▶ [Text excerpt]
::::
An easy way to reproduce would be to
1. Create table
CREATE TABLE GA_DATA (
customer_id bigint,
dt timestamp,
category_id int,
product_views_app int,
product_clict_app int,
product_clict_web int,
product_clict_web int,
PRIMARY KEY (customer_id, dt, category_id)
) WITH "template=ga_template, backups=0, affinityKey=customer_id";
2. Create indexes
- CREATE INDEX ga_customer_id ON GA_Data (customer_id)
- CREATE INDEX ga_pKey ON GA_Data (customer_id, dt, category_id)
- CREATE INDEX ga_category_and_customer_id ON GA_Data (category_id,
customer_id)
- CREATE INDEX ga_category_id ON GA_Data (category_id)
3. Run Explain on the following queries while trying forcing using
different indexes
- Select count(*) FROM(
Select customer_id from GA_DATA use index (ga_category_id)
where category_id in (117930, 175930, 175940,175945,101450)
group by customer_id having SUM(product_views_app) > 2 OR
SUM(product_clicks_app) > 1 )
- Select count(*) FROM(
Select customer_id from GA_DATA ga use index (ga_pKey)
join table(category_id int = ( 117930, 175930, 175940,175945,101450))
cats on cats.category_id = ga.category_id
group by customer_id having SUM(product_views_app) > 2 OR
SUM(product_clicks_app) > 1
)
The execution plans will be similar to what I have posted earler. In
particular, only on of (a) affinty key index, (b) category_id index will be
used.
On Fri, Sep 21, 2018 at 8:49 AM Ilya Kasnacheev <[email protected]>
wrote:
> Hello!
>
> Can you share a reproducer project which loads (or generates) data for
> caches and then queries them? I could try and debug it if I had the
> reproducer.
>
> Regards.
> --
> Ilya Kasnacheev
>
>
> чт, 20 сент. 2018 г. в 21:05, eugene miretsky <[email protected]>:
>
>> Thanks Ilya,
>>
>> Tried it, no luck. It performs the same as when using category_id index
>> alone (slow).
>> Any combindation I try either uses AFFINITY_KEY or category index. When
>> it uses category index it runs slowers.
::::
▶ [Provided data]
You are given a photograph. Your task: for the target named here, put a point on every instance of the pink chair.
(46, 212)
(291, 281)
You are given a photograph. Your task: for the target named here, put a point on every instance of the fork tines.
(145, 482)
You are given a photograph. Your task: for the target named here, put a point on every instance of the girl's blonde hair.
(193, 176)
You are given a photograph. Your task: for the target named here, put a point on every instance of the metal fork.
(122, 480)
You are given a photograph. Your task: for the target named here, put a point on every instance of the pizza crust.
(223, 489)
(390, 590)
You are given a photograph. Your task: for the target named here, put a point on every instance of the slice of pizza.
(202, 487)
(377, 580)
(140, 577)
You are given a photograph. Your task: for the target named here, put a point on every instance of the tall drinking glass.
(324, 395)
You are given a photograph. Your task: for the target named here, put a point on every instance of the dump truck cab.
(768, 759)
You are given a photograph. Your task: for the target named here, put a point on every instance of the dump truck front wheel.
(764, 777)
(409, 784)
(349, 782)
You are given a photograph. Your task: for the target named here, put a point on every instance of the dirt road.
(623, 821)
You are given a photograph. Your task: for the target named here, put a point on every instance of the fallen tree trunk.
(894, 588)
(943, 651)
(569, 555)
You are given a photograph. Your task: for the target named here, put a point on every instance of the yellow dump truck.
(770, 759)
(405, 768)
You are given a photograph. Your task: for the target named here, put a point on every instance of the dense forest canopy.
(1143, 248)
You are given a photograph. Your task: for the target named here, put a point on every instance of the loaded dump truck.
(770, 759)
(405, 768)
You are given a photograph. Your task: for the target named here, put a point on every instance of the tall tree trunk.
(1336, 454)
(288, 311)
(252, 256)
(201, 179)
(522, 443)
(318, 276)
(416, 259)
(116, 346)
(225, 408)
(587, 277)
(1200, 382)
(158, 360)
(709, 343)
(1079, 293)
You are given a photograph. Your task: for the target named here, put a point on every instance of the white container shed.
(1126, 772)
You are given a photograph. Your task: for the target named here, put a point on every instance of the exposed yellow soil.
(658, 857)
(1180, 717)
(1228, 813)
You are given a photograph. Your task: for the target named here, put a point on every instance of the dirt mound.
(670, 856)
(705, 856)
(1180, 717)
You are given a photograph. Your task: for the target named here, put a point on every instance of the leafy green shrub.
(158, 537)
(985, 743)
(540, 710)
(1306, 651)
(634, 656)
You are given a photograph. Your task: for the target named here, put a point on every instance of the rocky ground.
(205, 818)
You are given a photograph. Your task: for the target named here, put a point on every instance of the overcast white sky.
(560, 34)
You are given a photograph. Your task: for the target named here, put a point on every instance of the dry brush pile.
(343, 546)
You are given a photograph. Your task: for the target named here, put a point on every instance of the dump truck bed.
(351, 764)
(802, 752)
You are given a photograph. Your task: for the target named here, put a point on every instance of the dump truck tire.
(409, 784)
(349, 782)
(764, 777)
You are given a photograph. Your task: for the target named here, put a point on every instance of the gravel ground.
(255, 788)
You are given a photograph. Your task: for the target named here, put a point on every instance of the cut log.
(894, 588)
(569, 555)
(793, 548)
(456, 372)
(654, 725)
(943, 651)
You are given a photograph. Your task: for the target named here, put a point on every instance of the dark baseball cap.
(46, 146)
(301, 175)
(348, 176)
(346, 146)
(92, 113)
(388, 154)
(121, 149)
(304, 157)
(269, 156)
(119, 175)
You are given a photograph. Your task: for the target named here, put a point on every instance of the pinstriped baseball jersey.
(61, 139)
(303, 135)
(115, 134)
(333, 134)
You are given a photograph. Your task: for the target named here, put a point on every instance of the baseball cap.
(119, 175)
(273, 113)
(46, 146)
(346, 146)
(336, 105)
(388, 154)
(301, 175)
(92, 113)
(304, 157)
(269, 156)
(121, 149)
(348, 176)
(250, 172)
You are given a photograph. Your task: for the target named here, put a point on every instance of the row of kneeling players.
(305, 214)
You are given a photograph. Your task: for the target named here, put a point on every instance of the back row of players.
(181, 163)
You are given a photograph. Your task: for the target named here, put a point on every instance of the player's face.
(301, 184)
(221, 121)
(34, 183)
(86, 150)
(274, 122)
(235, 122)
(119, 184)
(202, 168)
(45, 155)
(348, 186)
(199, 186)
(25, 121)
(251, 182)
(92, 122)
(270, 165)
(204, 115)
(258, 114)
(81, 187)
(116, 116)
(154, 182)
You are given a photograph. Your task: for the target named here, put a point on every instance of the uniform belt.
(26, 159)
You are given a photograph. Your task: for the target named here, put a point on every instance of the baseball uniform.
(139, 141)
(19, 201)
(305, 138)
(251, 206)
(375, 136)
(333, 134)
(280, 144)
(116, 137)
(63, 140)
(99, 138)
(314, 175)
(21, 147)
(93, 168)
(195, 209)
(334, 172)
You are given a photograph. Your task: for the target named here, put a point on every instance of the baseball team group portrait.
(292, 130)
::::
▶ [The exercise]
Carry on the email thread about forcing indexes on the GA_DATA table, starting right after its last line.

▶ [Result for this exercise]
>>
>> Also, when AFFINITY_KEY key is used, the jobs runs on 32 threads (my
>> query parallelism settings ) when category_id is used, the jobs runs on one
>> thread most of the time (first few seconds it looks like more threads are
>> doing work).
>>
>> Please help on this. It seems like a very simple use case (using affinity
>> key and another index), either I am doing something extremly silly, or I
>> stumbled on a bug in Ignite that's effecting a lot of people.
>>
>> Cheers,
>> Eugene
>>
>> On Thu, Sep 20, 2018 at 6:22 AM Ilya Kasnacheev <
>> [email protected]> wrote:
>>
>>> Hello!
>>>
>>> > 2) ga_customer_and_category_id: on customer_id and category_id
>>>
>>> Have you tried to do an index on category_id first, customer_id second?
>>> Note that Ignite will use only one index when joining two tables and that
>>> in your case it should start with category_id.
>>>
>>> You can also try adding affinity key to this index in various places,
>>> see if it helps further.
>>>
>>> Regards,
>>> --
>>> Ilya Kasnacheev
>>>
>>>
>>> ср, 19 сент. 2018 г. в 21:27, eugene miretsky <[email protected]
>>> >:
>>>
>>>> Hi Ilya,
>>>>
>>>> I created 4 indexs on the table:
>>>> 1) ga_pKey: on customer_id, dt, category_id (that's our primary key
>>>> columns)
>>>> 2) ga_customer_and_category_id: on customer_id and category_id
>>>> 2) ga_customer_id: on customer_id
>>>> 4) ga_category_id: on category_id
>>>>
>>>>
>>>> For the first query (category in ()), the execution plan when using the
>>>> first 3 index is exactly the same - using /* PUBLIC.AFFINITY_KEY */
>>>> When using #4 (alone or in combination with any of the other 3)
>>>>
>>>> 1. /* PUBLIC.AFFINITY_KEY */ is replaced with /*
>>>> PUBLIC.GA_CATEGORY_ID: CATEGORY_ID IN(117930, 175930, 175940, 175945,
>>>> 101450) */
>>>> 2. The query runs slower.
>>>>
>>>> For the second query (join on an inlined table) the behaviour is very
>>>> similar. Using the first 3 indexes results in the same plan - using /*
>>>> PUBLIC.AFFINITY_KEY */ and /* function: CATEGORY_ID = GA__Z0.CATEGORY_ID
>>>> */.
>>>> When using #4 (alone or in combination with any of the other 3)
>>>>
>>>> 1. /* function */ and /* PUBLIC.GA_CATEGORY_ID: CATEGORY_ID =
>>>> CATS__Z1.CATEGORY_ID */ are used
>>>> 2. The query is much slower.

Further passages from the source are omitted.